* BEGIN Quoted passage *

Skip to content

Queue Protocol

The queue protocol (internal/queue) provides distributed work coordination for SPYDER probes using Redis as a reliable message broker. It implements a lease/acknowledge pattern that guarantees each domain is processed by exactly one worker, even across multiple probe instances.

Architecture

SPYDER uses two Redis lists to manage work distribution:

                  LPUSH (seed)
                      |
                      v
            +-------------------+
            |   spyder:queue    |  <-- Pending work items
            +-------------------+
                      |
               BRPopLPush (lease)
                      |
                      v
            +-------------------+
            | spyder:queue:     |  <-- Items being processed
            |   processing      |
            +-------------------+
                      |
                LRem (ack)

* END Quoted passage *

__Exercise instructions__
**a.** List every Redis command that the queue protocol page names.
**b.** Carry on the queue protocol documentation from its last line.

* BEGIN Given information *

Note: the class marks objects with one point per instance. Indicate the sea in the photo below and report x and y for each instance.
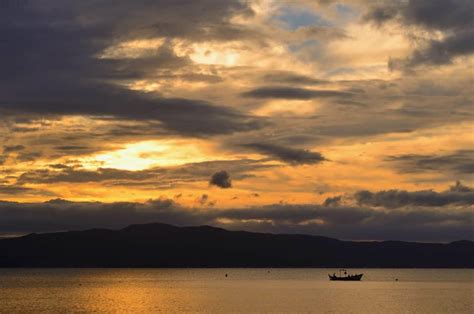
(264, 290)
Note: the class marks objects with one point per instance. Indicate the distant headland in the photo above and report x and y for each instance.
(162, 245)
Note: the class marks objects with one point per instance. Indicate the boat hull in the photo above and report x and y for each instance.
(357, 277)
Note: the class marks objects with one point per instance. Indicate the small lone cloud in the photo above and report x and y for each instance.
(221, 179)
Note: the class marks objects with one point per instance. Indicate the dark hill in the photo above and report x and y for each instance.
(161, 245)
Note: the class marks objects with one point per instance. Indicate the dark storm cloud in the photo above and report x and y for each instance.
(456, 195)
(289, 155)
(221, 179)
(459, 162)
(293, 93)
(50, 65)
(341, 222)
(454, 17)
(292, 78)
(18, 190)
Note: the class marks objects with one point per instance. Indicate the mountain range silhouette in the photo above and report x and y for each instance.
(163, 245)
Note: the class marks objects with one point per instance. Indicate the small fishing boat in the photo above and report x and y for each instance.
(344, 276)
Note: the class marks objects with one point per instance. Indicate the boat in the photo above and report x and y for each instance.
(344, 276)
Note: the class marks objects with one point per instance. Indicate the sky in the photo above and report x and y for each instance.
(350, 119)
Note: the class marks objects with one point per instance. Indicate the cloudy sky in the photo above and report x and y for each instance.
(351, 119)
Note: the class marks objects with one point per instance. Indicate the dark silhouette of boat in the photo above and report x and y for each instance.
(345, 276)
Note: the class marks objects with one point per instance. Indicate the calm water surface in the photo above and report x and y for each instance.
(244, 290)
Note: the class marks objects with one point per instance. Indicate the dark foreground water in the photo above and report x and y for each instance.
(244, 290)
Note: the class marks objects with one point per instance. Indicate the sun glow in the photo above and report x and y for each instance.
(147, 154)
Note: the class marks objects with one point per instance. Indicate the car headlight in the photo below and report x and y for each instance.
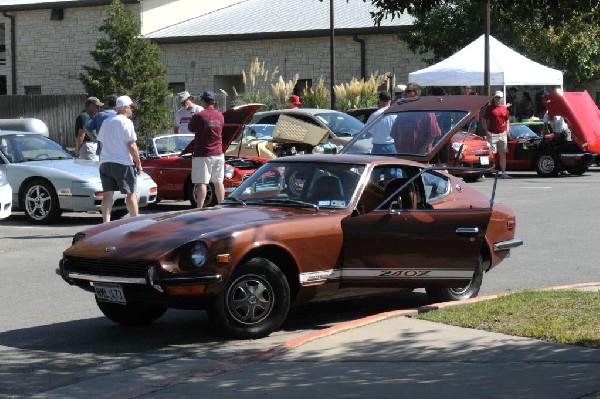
(3, 179)
(195, 256)
(229, 171)
(77, 237)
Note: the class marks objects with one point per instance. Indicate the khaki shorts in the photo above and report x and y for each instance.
(498, 142)
(208, 169)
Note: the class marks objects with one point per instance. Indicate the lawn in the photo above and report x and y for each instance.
(562, 316)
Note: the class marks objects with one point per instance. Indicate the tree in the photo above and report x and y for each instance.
(563, 35)
(129, 65)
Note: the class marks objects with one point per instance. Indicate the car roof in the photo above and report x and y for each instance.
(346, 158)
(309, 111)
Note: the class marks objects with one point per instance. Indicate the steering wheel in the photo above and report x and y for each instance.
(43, 155)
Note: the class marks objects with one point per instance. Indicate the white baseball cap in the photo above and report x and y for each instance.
(124, 101)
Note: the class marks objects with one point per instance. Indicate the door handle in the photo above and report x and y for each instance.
(467, 230)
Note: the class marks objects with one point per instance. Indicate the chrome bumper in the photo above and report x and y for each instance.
(504, 245)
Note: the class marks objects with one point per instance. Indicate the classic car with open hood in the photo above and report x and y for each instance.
(168, 159)
(529, 148)
(301, 228)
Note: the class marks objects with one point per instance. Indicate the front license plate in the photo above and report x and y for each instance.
(110, 293)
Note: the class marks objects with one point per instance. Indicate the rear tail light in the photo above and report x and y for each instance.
(511, 224)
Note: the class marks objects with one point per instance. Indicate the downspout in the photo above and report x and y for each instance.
(13, 51)
(363, 67)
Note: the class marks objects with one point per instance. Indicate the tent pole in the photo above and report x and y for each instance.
(486, 73)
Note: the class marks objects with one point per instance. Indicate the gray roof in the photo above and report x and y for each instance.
(19, 5)
(255, 19)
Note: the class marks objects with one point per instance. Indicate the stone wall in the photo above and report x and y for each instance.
(51, 54)
(197, 63)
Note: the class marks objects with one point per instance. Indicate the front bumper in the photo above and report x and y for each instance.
(509, 244)
(147, 276)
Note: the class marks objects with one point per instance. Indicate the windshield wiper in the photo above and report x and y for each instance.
(234, 199)
(291, 201)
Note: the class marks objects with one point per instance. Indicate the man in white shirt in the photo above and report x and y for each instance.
(383, 143)
(184, 115)
(119, 160)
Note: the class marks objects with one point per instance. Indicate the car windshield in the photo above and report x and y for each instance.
(521, 132)
(19, 148)
(409, 132)
(343, 125)
(300, 184)
(169, 145)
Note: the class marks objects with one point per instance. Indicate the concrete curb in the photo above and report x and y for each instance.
(168, 381)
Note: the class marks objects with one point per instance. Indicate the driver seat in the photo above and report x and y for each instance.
(327, 188)
(408, 195)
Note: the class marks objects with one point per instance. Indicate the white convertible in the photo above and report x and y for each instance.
(47, 180)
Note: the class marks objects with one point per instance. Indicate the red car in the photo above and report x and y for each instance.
(168, 160)
(549, 154)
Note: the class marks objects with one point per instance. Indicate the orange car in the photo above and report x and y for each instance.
(302, 228)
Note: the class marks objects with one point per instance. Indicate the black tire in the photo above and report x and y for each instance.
(255, 301)
(133, 313)
(459, 293)
(40, 202)
(547, 164)
(192, 191)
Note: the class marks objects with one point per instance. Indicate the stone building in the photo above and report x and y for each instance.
(205, 44)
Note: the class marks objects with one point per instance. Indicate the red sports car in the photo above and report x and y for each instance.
(168, 160)
(549, 154)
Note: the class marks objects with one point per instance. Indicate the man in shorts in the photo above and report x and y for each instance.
(208, 162)
(496, 119)
(119, 160)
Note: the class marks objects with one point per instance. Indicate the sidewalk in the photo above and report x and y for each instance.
(384, 356)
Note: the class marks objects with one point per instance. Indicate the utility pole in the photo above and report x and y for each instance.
(332, 52)
(486, 72)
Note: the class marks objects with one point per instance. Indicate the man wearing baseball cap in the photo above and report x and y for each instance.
(119, 160)
(184, 114)
(496, 123)
(208, 162)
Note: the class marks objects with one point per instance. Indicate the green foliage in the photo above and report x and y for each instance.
(563, 316)
(127, 64)
(560, 34)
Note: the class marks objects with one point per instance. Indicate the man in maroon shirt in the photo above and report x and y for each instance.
(208, 162)
(496, 119)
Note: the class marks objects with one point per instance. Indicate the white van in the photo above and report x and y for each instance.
(25, 125)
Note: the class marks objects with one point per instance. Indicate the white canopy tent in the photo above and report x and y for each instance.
(507, 68)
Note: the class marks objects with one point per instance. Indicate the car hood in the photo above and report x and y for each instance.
(235, 118)
(81, 169)
(152, 236)
(470, 104)
(582, 116)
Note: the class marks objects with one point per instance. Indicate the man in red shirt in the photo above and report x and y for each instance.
(496, 121)
(208, 162)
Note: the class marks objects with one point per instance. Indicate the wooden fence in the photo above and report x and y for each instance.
(59, 111)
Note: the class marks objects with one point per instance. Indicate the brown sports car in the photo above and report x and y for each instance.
(300, 228)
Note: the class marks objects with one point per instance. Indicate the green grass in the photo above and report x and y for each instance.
(562, 316)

* END Given information *

__Responses per task__
**a.** LPUSH, BRPopLPush, LRem

**b.**
                      |
                      v
                  [removed]
  • Main queue (spyder:queue): Holds domains waiting to be processed. New work enters here.
  • Processing queue (spyder:queue:processing): Holds domains that have been leased to a worker. Items stay here until acknowledged.

Queue Item Format

Each queue item is a JSON object stored as a Redis string value:

json
{"host": "example.com", "ts": 1705312200, "attempt": 0}
FieldTypeDescription
hoststringDomain hostname to process (lowercased, trailing dot stripped)
tsint64Unix timestamp (UTC) when the item was enqueued
attemptintProcessing attempt counter (starts at 0)

Queue Key Structure

The queue uses a configurable base key (default: spyder:queue) with a fixed suffix for the processing list:

KeyDefault ValuePurpose
Base keyspyder:queueMain pending queue
Processing keyspyder:queue:processingIn-flight items

Configure the base key with the -redis_queue_key flag or redis_queue_key config field. The processing key is always {base_key}:processing.

bash
# Custom queue key
./bin/spyder -domains=domains.txt \
  -redis_queue_addr=127.0.0.1:6379 \
  -redis_queue_key=prod:spyder:queue

This creates keys prod:spyder:queue and prod:spyder:queue:processing.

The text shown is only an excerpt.